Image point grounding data
-*-*-
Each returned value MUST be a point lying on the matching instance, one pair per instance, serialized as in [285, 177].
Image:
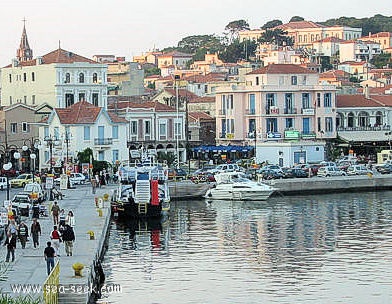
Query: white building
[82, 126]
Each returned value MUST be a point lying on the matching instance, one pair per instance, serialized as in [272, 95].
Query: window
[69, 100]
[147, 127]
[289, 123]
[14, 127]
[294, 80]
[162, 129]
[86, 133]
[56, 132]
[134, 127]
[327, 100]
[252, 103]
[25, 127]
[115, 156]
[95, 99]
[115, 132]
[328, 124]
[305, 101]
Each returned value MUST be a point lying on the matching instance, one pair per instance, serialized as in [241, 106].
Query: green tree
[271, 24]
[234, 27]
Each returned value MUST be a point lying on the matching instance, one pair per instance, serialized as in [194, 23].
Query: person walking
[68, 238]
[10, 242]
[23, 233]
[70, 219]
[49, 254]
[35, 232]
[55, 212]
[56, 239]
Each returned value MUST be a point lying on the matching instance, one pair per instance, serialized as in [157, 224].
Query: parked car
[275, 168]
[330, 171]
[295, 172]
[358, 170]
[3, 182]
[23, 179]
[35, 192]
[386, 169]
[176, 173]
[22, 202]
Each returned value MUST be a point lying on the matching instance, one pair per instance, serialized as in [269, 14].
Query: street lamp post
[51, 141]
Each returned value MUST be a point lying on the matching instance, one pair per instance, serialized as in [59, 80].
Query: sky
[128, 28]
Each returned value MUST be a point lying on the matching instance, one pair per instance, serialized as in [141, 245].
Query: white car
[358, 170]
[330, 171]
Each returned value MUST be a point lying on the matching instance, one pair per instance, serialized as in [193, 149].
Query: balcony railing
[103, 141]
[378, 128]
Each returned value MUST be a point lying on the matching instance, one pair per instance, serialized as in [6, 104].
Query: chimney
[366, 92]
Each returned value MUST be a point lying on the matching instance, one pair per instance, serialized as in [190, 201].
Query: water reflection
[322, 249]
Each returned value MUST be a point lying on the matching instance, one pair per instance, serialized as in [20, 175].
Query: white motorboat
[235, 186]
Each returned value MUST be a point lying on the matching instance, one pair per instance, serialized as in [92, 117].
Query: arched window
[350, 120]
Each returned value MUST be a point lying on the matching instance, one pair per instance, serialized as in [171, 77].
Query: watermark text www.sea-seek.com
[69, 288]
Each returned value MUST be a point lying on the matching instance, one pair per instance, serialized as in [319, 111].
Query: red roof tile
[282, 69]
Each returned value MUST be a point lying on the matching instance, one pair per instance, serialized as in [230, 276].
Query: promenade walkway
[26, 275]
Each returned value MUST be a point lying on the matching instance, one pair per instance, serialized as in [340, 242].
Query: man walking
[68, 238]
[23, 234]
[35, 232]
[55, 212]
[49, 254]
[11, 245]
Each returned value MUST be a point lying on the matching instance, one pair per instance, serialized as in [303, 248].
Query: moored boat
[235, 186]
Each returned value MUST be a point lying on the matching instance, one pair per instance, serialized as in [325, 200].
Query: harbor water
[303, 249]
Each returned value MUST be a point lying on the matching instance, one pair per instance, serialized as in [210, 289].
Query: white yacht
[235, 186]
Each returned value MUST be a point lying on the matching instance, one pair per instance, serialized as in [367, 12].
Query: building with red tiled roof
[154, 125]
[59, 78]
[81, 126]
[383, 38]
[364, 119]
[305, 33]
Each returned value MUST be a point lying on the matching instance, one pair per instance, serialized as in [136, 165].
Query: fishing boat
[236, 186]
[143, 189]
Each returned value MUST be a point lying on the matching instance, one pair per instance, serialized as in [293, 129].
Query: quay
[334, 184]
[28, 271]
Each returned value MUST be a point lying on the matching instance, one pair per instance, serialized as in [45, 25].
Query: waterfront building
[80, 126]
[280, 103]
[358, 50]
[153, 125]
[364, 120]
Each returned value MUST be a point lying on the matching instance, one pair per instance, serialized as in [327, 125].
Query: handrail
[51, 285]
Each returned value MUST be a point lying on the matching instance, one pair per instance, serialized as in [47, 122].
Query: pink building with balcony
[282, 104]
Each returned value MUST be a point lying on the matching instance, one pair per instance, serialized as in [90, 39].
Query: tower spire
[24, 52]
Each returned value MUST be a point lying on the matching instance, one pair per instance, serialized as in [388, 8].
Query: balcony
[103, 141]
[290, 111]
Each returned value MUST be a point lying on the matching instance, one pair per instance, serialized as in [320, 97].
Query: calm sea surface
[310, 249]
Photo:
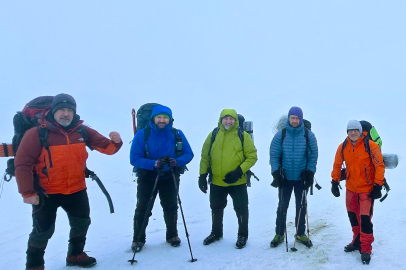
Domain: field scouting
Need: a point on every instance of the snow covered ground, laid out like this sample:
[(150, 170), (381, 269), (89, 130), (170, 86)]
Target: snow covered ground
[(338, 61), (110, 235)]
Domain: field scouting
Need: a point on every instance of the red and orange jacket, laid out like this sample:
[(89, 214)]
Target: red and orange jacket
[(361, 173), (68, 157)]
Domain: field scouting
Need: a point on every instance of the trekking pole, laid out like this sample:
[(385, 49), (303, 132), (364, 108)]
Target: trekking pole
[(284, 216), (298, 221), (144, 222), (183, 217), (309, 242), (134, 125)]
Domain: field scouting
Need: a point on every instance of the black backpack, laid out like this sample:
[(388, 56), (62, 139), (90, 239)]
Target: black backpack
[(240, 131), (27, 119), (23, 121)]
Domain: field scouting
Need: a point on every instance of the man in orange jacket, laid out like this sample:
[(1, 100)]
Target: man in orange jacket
-*-*-
What is needed is a single figure, the number of lines in the entries above that contain "sample".

WRITTEN SOLUTION — 5